# Exercise aim
Keep only the rows below that contain the string "bridge", and copy each one in full. Matching is case-sensitive.

# Data to process

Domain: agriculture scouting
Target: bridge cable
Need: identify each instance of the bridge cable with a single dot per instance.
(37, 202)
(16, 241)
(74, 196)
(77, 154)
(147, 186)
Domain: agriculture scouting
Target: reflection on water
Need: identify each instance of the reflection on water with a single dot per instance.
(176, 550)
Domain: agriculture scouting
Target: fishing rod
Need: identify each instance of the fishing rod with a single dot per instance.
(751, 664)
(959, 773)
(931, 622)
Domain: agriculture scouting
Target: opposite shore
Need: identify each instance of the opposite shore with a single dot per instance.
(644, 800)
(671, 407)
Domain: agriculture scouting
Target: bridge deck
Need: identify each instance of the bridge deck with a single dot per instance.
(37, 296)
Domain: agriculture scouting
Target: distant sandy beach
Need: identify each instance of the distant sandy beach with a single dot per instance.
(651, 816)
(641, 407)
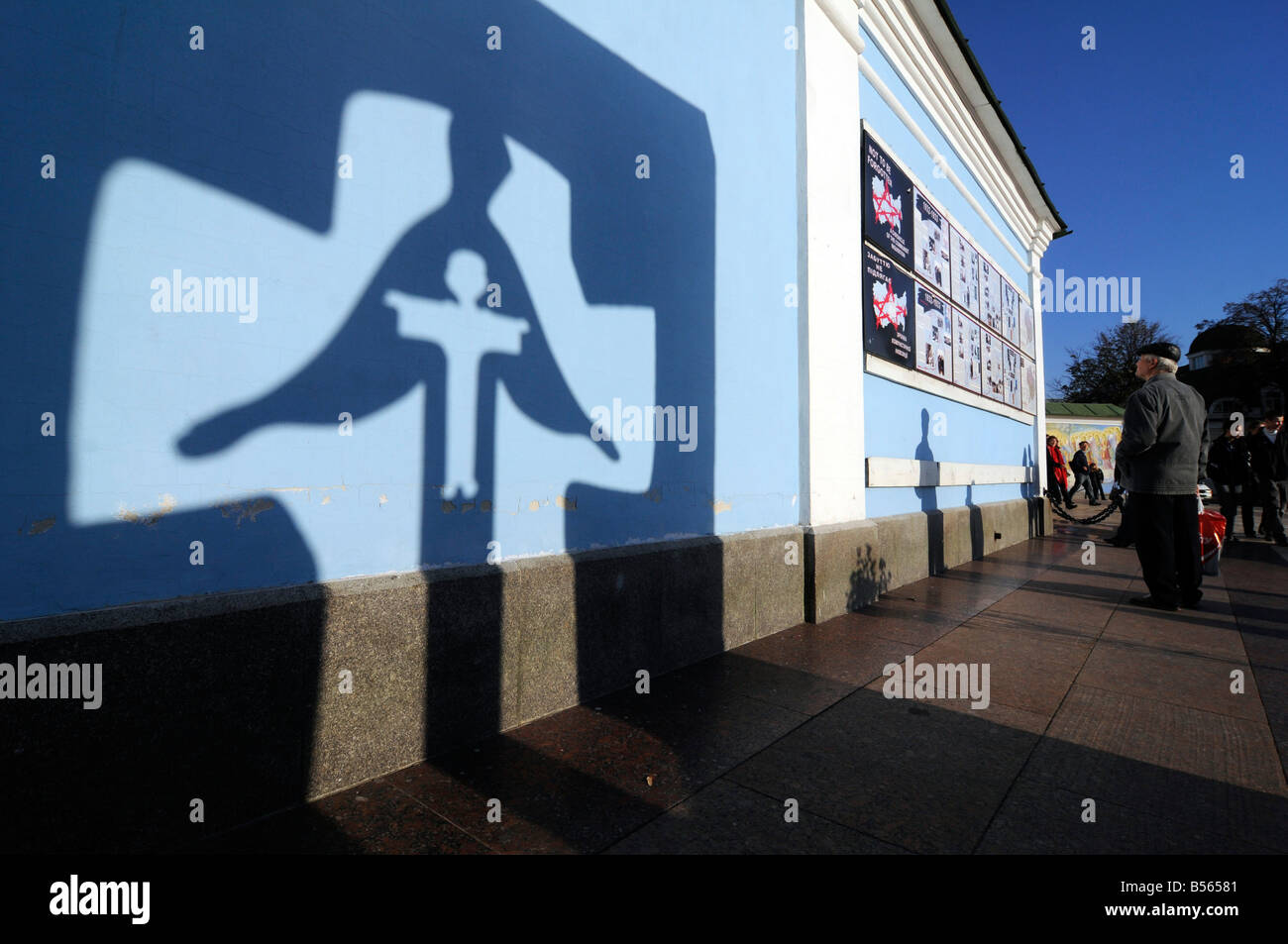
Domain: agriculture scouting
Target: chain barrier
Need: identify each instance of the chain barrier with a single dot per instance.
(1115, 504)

...

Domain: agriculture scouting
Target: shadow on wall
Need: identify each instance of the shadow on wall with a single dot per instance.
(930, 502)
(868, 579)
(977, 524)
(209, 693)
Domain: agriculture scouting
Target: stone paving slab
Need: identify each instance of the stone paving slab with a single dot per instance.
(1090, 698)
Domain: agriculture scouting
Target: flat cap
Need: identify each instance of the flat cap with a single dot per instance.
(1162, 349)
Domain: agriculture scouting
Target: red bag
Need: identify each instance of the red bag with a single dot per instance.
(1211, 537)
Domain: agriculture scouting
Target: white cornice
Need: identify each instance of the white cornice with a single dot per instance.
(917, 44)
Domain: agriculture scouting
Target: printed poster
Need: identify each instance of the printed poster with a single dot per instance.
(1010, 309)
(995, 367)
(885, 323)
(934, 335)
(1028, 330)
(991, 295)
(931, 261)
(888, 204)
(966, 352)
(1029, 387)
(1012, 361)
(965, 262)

# Solution for this exercise
Target: bridge cable
Need: identify each instance of the bridge cable with a single dot per instance.
Target: bridge deck
Need: identify each instance of the bridge deck with a single dot per instance.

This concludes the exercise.